● Document text:
# # # # #

To make a claim that either truth of faith or works or goodwill (deeds) are to be separated or combined in any a+ +b or b+ d or any other combination to achieve salvation is missing the mark. The truth is all are inseparable and holistic parts lived and in of obedience of faith for the suffering Bondservant of Christ. One style of leadership or church will not be fitting or reach and meet the needs for all people and doctrines of man will divide. Each view has strengths and weakness as every man has strength and weaknesses (Bredfeldt 2006).

The Key of Wisdom

The key is discernment with biblical guidance and application of general revelation, assessment and our experience. This enables one as an individual, the Body of Believers or universal communal church, and all who are willing to hear, see and receive the Atoning Sacrifice of Christ and the Good-News in a manner that leads to a profession of faith and the empowering and ongoing transformation to the Eikōn. This New Adam – New Kingdom fulfillment, will be granted  when final salvation and full restoration is completed upon Christ return which is only possible with the aid of others and the Holy Spirit brought forth in humble, and accepting discerning teachings of love grace and mercy.

# # # # #

● Record set:
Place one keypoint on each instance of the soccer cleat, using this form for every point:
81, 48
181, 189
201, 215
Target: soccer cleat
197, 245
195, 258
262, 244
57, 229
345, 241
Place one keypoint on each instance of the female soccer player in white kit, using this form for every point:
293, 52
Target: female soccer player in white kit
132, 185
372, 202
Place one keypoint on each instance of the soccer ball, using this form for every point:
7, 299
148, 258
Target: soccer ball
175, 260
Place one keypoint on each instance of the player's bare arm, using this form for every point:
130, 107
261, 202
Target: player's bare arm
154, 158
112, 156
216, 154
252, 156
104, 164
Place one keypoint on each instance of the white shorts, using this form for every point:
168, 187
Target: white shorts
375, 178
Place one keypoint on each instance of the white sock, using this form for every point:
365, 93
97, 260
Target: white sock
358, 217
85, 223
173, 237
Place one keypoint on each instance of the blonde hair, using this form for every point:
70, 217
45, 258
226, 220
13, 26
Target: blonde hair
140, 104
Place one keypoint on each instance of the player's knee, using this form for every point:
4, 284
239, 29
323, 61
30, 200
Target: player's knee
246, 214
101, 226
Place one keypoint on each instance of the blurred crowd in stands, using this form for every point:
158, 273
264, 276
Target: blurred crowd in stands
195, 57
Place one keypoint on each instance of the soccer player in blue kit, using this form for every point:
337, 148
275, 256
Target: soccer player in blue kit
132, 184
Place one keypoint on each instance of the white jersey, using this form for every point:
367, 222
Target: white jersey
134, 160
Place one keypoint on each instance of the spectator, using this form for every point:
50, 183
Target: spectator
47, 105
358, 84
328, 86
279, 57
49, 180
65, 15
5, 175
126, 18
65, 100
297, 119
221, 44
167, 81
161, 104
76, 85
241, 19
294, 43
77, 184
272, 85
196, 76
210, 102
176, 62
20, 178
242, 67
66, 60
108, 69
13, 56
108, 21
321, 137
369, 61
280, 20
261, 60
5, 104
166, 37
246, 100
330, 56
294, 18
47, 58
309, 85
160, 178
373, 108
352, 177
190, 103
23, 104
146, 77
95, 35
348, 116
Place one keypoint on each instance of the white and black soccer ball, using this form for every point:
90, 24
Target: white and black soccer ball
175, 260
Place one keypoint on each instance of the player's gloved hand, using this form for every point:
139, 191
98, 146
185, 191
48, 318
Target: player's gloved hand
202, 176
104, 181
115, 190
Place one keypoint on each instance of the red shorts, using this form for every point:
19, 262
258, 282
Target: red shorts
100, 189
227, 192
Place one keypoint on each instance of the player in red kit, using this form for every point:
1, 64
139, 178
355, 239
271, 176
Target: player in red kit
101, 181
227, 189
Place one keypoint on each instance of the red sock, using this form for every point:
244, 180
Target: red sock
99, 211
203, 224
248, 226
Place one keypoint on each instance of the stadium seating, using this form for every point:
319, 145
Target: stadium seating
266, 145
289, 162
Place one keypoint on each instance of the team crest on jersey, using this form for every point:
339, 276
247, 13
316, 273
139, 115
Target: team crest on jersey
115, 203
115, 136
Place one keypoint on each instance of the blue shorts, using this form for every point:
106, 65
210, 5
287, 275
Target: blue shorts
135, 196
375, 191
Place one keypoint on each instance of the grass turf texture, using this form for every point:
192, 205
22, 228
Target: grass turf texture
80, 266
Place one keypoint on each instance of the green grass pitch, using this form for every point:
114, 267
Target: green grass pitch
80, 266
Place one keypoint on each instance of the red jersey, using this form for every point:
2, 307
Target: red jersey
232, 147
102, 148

# # # # #

● Stated problem:
Return the part of the passage on salvation from "The Key of Wisdom" to "grace and mercy." word for word. The listing was taken from a different source than the passage on salvation.

● Correct output:
The Key of Wisdom

The key is discernment with biblical guidance and application of general revelation, assessment and our experience. This enables one as an individual, the Body of Believers or universal communal church, and all who are willing to hear, see and receive the Atoning Sacrifice of Christ and the Good-News in a manner that leads to a profession of faith and the empowering and ongoing transformation to the Eikōn. This New Adam – New Kingdom fulfillment, will be granted  when final salvation and full restoration is completed upon Christ return which is only possible with the aid of others and the Holy Spirit brought forth in humble, and accepting discerning teachings of love grace and mercy.